→ READING PASSAGE
--- BEGIN ---
Step Into the Arena
Picture this: you are born in cold, unsanitary conditions to a mother you will never know, and a family doomed to die. You are born a slave, and are forced to work against your natural instincts. You grow used to neglect and mistreatment in early years, and the future only promises more suffering. When you are deemed ready by your owners, you are forced to train in the harshest conditions in preparation for battle. And once that is complete, you enter a ring with an opponent, knowing only one of you will make it out alive.
While this sounds like a tragic plot to an epic gladiator movie, this is actually the life of many birds who are breed for the illegal sport of cockfighting. Although roosters do naturally fight, the people who run the cockfighting operations ensure that their fighting instincts are highly exaggerated. The organizers of this appaling pastime usually encourage aggression from birth, and use a deadly cocktail of steroids, hormones, and occasionally harsh recreational drugs to promote violent behavior in the animals.
--- END ---
→ GIVEN REQUEST A
Reproduce the cockfighting passage from "While this sounds" to "in the animals.".
→ GIVEN REQUEST B
Go on with the cockfighting passage, starting right after its final sentence.
The items after this point come from another source.

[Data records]
--- BEGIN ---
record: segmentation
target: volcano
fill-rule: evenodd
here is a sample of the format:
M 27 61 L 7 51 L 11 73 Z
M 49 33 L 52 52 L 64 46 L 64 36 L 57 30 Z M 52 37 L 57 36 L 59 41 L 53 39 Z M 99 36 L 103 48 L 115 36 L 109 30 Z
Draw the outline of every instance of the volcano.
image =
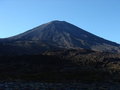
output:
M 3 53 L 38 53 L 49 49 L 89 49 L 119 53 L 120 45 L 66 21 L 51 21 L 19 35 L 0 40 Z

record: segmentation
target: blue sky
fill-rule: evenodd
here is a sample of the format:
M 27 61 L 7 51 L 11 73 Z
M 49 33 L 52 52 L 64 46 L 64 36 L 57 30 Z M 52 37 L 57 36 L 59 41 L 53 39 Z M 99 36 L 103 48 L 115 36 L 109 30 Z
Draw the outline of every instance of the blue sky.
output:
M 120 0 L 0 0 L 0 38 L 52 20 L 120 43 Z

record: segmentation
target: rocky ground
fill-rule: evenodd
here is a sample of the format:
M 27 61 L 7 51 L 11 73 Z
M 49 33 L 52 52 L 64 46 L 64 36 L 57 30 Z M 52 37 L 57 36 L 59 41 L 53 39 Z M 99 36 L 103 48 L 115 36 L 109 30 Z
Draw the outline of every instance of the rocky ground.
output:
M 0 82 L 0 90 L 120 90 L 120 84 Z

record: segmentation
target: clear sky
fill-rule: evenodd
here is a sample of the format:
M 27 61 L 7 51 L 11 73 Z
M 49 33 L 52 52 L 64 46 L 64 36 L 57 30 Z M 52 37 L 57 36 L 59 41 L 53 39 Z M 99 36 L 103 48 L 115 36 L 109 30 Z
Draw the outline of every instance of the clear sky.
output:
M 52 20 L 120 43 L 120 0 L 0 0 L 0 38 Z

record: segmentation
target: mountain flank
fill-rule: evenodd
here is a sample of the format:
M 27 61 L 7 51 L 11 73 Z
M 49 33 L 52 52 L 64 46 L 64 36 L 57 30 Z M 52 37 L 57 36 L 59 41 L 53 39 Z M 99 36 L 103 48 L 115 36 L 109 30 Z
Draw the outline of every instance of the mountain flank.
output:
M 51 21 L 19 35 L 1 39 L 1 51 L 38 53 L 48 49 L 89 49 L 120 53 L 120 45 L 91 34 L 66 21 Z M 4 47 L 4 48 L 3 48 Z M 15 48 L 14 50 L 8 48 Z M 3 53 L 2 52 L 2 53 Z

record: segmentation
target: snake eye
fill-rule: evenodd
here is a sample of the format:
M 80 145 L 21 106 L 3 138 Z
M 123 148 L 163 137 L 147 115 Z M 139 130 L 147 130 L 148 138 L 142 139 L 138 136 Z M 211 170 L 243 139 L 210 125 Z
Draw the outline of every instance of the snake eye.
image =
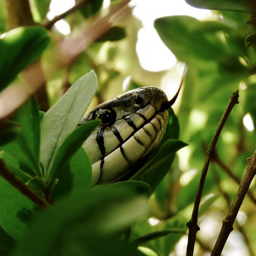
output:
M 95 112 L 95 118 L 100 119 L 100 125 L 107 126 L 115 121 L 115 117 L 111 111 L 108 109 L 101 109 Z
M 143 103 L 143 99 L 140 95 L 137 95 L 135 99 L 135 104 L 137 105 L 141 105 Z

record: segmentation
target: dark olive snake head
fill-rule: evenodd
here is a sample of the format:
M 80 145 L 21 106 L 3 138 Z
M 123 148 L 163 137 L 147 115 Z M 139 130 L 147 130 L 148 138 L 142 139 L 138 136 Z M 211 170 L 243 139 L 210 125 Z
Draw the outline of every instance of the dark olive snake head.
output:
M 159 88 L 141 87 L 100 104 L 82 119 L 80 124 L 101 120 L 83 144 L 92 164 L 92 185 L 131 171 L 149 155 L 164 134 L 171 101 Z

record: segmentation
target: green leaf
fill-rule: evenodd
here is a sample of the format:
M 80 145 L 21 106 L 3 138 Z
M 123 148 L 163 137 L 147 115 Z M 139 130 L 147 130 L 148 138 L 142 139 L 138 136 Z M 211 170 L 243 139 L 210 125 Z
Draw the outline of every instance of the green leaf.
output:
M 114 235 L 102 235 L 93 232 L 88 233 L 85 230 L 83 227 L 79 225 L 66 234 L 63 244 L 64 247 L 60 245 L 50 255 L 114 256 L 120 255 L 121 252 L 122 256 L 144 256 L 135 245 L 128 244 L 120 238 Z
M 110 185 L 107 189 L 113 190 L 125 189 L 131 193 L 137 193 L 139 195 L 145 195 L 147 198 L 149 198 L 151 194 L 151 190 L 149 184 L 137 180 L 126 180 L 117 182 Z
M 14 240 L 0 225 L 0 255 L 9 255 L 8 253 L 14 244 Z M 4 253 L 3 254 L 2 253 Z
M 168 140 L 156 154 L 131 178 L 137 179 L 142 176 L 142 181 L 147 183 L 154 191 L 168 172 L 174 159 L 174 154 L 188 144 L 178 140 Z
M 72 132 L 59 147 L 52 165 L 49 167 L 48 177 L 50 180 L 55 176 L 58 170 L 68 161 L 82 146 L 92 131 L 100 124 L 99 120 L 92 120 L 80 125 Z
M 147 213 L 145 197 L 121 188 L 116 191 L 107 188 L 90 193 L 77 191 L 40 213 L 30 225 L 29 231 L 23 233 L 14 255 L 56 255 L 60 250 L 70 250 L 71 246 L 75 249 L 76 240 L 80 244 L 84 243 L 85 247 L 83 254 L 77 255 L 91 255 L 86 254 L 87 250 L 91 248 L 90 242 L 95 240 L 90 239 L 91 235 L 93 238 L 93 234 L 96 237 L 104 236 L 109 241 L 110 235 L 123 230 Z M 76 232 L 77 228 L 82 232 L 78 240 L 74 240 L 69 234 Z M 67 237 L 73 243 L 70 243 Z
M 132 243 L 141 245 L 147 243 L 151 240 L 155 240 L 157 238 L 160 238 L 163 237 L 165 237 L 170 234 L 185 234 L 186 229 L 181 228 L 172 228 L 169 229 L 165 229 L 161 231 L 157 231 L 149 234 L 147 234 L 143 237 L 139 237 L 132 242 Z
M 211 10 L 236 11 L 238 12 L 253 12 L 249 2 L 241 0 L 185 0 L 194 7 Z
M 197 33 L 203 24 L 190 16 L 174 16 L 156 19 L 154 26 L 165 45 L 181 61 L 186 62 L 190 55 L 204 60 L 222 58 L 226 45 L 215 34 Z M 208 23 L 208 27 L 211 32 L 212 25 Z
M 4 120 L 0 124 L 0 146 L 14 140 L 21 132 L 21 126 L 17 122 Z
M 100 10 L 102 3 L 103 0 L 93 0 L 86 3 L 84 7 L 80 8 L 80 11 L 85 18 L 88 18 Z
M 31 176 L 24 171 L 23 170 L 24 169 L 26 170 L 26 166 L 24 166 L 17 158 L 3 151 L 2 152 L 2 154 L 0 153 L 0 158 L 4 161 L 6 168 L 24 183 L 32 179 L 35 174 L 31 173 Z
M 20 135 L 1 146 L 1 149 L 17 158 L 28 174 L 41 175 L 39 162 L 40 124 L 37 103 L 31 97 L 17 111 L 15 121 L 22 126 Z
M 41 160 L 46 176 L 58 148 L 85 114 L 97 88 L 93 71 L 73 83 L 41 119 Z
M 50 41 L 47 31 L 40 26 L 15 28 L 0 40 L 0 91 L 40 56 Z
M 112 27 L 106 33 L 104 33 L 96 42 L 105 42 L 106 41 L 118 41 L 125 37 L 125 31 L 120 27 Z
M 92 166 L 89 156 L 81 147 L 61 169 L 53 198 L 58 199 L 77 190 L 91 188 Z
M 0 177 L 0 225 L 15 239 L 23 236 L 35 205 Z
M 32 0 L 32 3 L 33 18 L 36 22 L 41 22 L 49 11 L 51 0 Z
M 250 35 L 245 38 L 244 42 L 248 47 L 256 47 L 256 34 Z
--- END ---
→ EXERCISE OUTPUT A
While this sounds like a tragic plot to an epic gladiator movie, this is actually the life of many birds who are breed for the illegal sport of cockfighting. Although roosters do naturally fight, the people who run the cockfighting operations ensure that their fighting instincts are highly exaggerated. The organizers of this appaling pastime usually encourage aggression from birth, and use a deadly cocktail of steroids, hormones, and occasionally harsh recreational drugs to promote violent behavior in the animals.

→ EXERCISE OUTPUT B
The roosters often endure thorough training as well, and are made to run obstacle courses, treadmill-style training units, and often engage in practice fights with 'bait' birds - weaker roosters and chickens that are attached to the training roosters daily food supply. The fighting birds become desensitized to fighting after having to battle other birds for that day's ration of food.
A Fight To The Death
Once the roosters are 'ready,' they undergo unthinkable suffering. Their owners often pluck out their longer feathers to prevent them from getting in the way during the fight. Owners also cut the 'wattles,' or the hanging skin under their beak, completely off - without any anaesthetic - for the same reason. The birds are then strapped with any number of weapons, such as razor blades, knives, or scrap metal attached to the spurs of their feet. This turns their clawed feet - which are naturally used to find food and to fight predators and other animals - into deadly weapons.
The fights are usually catagorized by the style of the weapons, such as "short-knife," "long knife," and "gaff" fights. Referees are usually on hand to monitor the fights, which might range anywhere from a few seconds to several minutes. The fight almost always ends in the death of at least one of the birds, and many times both animals will die depending on the severity of their sustained injuries.
But... Why Would Anyone Do This?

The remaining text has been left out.